What you should do:
Pick out each line in the records below that contains the word "chair", matching case exactly.

Dataset excerpts:
____
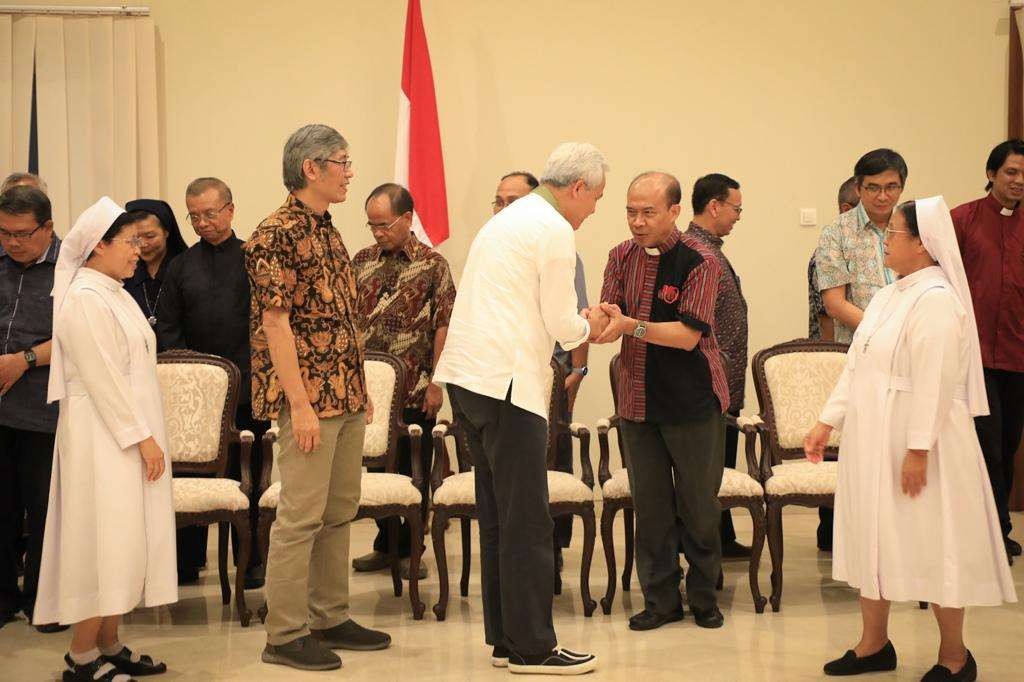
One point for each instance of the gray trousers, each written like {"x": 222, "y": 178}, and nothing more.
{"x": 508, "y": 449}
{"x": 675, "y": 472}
____
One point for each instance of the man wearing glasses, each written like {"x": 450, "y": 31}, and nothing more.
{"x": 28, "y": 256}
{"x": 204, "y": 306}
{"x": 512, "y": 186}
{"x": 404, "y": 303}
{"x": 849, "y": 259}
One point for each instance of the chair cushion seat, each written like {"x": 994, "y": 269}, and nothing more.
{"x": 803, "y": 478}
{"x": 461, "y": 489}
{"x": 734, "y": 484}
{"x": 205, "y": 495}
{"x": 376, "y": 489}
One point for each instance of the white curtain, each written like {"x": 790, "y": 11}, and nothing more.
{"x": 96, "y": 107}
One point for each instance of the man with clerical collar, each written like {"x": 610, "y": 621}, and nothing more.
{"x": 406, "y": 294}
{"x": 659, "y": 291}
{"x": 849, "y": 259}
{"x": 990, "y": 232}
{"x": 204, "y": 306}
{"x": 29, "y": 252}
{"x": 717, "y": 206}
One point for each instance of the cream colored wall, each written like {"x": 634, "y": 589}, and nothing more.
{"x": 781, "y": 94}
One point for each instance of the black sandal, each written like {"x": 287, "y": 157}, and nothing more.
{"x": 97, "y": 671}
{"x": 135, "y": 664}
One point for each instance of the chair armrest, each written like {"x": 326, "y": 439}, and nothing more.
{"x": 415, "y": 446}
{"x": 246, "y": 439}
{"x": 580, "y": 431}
____
Problem solution:
One point for each instance of the chair cushion seat, each written like {"x": 994, "y": 269}, and nothing more.
One point for each instance of the chair armrest, each written like {"x": 326, "y": 439}, and nothing more.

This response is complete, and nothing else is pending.